WHAT THE TASK REQUIRES:
Your copy should match the records exactly, except that no pictures appear in it.

Collected data entries

:::::

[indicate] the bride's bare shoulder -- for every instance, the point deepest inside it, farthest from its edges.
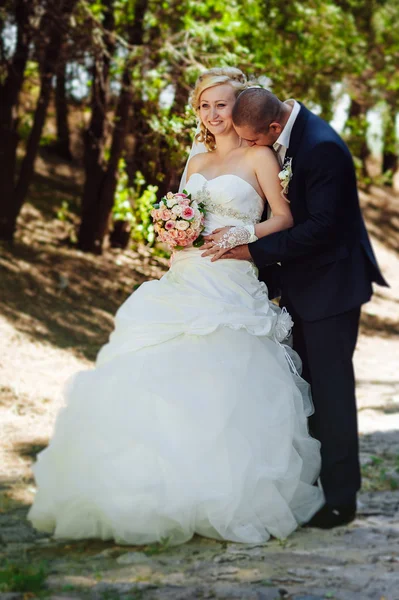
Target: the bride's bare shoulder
(261, 156)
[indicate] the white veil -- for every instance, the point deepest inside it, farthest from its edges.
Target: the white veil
(196, 148)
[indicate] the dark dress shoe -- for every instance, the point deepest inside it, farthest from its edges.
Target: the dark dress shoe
(332, 516)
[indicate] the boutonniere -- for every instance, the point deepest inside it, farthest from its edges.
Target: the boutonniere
(285, 176)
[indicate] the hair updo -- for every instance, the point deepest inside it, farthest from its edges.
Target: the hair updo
(208, 79)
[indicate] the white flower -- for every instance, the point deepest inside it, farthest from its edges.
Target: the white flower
(285, 175)
(284, 325)
(182, 225)
(177, 210)
(170, 202)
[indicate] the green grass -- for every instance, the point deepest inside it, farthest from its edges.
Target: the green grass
(23, 578)
(377, 475)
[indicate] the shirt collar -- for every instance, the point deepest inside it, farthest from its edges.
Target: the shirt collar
(285, 135)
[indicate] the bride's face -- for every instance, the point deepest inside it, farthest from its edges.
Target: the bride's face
(216, 107)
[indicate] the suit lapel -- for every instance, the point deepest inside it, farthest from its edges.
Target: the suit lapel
(297, 132)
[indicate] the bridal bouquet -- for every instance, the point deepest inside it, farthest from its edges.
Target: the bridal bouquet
(179, 220)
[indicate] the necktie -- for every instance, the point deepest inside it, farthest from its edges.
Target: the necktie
(277, 149)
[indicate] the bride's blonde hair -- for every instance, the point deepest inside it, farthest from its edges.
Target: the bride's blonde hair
(211, 78)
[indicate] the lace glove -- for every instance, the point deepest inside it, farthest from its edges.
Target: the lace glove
(237, 236)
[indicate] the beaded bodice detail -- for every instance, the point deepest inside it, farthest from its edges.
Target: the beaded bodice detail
(228, 199)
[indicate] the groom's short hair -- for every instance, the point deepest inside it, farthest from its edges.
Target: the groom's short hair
(257, 108)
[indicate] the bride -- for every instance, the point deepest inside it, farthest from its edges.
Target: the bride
(194, 419)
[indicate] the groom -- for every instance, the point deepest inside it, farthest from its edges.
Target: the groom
(327, 266)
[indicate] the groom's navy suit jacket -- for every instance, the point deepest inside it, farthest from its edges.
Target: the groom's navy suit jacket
(327, 262)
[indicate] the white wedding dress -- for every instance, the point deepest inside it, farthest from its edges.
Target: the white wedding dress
(192, 420)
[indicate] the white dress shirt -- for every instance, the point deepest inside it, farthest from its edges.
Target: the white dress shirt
(283, 141)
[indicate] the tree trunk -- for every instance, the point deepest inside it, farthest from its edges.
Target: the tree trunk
(326, 102)
(95, 217)
(8, 121)
(357, 125)
(63, 144)
(390, 152)
(94, 138)
(14, 203)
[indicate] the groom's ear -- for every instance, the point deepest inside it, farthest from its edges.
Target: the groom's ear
(275, 128)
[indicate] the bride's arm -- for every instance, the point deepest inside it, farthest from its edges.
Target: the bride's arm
(267, 169)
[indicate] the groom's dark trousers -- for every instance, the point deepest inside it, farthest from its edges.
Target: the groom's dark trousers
(327, 268)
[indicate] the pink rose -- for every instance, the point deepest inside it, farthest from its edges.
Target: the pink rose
(165, 214)
(181, 236)
(187, 213)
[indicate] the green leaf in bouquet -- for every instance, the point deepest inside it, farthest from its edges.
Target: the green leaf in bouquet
(200, 241)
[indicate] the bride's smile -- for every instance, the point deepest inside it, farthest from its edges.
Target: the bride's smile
(216, 106)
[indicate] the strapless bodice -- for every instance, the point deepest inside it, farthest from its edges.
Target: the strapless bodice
(229, 200)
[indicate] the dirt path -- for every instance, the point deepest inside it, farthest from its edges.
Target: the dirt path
(57, 310)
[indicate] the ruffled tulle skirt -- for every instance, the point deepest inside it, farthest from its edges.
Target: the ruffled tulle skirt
(191, 422)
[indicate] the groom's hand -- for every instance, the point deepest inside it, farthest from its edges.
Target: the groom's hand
(239, 253)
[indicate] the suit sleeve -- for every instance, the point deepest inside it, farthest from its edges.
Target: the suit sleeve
(330, 171)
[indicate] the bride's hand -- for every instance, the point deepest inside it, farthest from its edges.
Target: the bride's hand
(211, 242)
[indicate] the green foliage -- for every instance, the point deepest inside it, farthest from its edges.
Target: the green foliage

:::::

ANSWER FOR THE TASK:
[indicate] the bride's bare shoulder -- for every instance, the point deepest inside it, farthest from its edges.
Target: the bride's bare shoulder
(261, 156)
[indicate] the white veil -- for every instance, the point deepest inside it, farthest from its edges.
Target: the white veil
(196, 148)
[indicate] the dark dress shoe -- for every instance, the point deepest inside it, farthest from its edges.
Target: the dark dress shoe
(332, 516)
[indicate] the boutonniere -- for every instance, the point deepest inside it, farthest from its edges.
Target: the boutonniere
(285, 176)
[indicate] the hair updo -- for every instance, the point deepest inside it, farthest from its edges.
Target: the hair updo
(208, 79)
[indicate] the white flower -- for every instance, the point deepest inside it, farthest from its edges.
Target: the white flower
(285, 175)
(284, 325)
(182, 225)
(177, 210)
(170, 202)
[indicate] the green grass -- for every instance, the point deepest inside it, farthest from its edges.
Target: the green grass
(23, 578)
(377, 475)
[indicate] the shirt collar -- for every instance, the point deepest inside it, farthest from its edges.
Target: the shirt collar
(285, 135)
[indicate] the bride's face -- for every instance, the point deepest inside it, farthest from its edges.
Target: the bride's face
(216, 107)
[indicate] the suit lapel -- for every instance, the point deepest inside it, farthest from its edges.
Target: the suit lapel
(297, 132)
[indicate] the bridal bouquet -- for every instance, the point deepest inside it, farthest from its edges.
Target: the bridal bouquet
(179, 220)
[indicate] the necktie -- for every instance, the point deepest inside it, farthest from its edges.
Target: the necktie
(277, 149)
[indicate] the bride's blonde hair -- for every instance, the point deepest inside it, farthest from its edges.
Target: the bride's blonde hair
(211, 78)
[indicate] the lace glove -- for every instance, the point deepest inside it, farthest from its edges.
Target: the lace glove
(237, 236)
[indicate] the beaded bodice detail -- for every instance, the point deepest inside it, farthest from its edges.
Target: the beaded bodice detail
(228, 199)
[indicate] the groom's short hair -- for every instance, the point deepest inside it, farthest from its edges.
Target: the groom's short hair
(257, 108)
[indicate] the bride -- for every instance, the point deepest inside it, farthest from its edges.
Target: the bride
(194, 419)
[indicate] the groom -- for every instance, the point deepest inside it, farthest from its edges.
Target: the groom
(327, 266)
[indicate] the groom's navy suit jacket -- for every instance, the point deepest inside it, farthest from its edges.
Target: the groom's navy suit jacket
(327, 262)
[indicate] the white wedding dress -- for every instance, the point deepest inside it, farthest from its edges.
Target: the white wedding dress
(192, 420)
[indicate] the white dress shirt -- for every instance, the point deepest inside it, farthest from its edges.
Target: the white dress shirt
(283, 141)
[indicate] the tree trunk -- for every instance, the point deepest inside it, farthest from its edges.
Target: the tree trunk
(326, 102)
(95, 217)
(8, 121)
(357, 125)
(63, 144)
(390, 152)
(94, 138)
(14, 203)
[indicate] the groom's ear -- for every instance, the point deepest inside it, farthest from its edges.
Target: the groom's ear
(275, 128)
[indicate] the bride's arm -- for every instance, the point deepest inside it, farthest from its edges.
Target: the bride's arm
(267, 169)
[indicate] the groom's dark trousers -- for every instance, the point deepest inside it, farthest from its edges.
Target: the groom's dark trousers
(327, 268)
[indicate] the pink rose -- for every instance, the point deepest inside it, farthest from its edges.
Target: the pink rose
(165, 214)
(181, 236)
(187, 213)
[indicate] the green leaf in bouquet -- for every instance, the point deepest inside it, farthest from its edges.
Target: the green leaf in bouquet
(200, 241)
[indicate] the bride's smile -- for every instance, the point deepest inside it, farthest from its edges.
Target: the bride's smile
(216, 106)
[indicate] the strapless bodice -- for every instance, the point deepest inside it, farthest from its edges.
Target: the strapless bodice
(229, 200)
[indicate] the dirt path -- for every instance, the point deepest inside it, farthest from its edges.
Target: the dirt path
(57, 310)
[indicate] the ruffled tulle skirt -- for every instance, the point deepest inside it, farthest from its edges.
Target: the ruffled tulle skirt
(191, 422)
[indicate] the groom's hand -- for every instance, the point deepest inside it, farthest from its edges.
Target: the groom's hand
(239, 253)
[indicate] the suit sleeve -- for every instance, the point deepest inside it, farthest from its edges.
Target: the suit sleeve
(330, 171)
[indicate] the bride's hand -- for every instance, the point deepest inside it, farthest from its edges.
Target: the bride's hand
(211, 242)
[indicate] the green foliage -- for every instance, the point deepest inside it, farthest from its edges.
Target: the green foliage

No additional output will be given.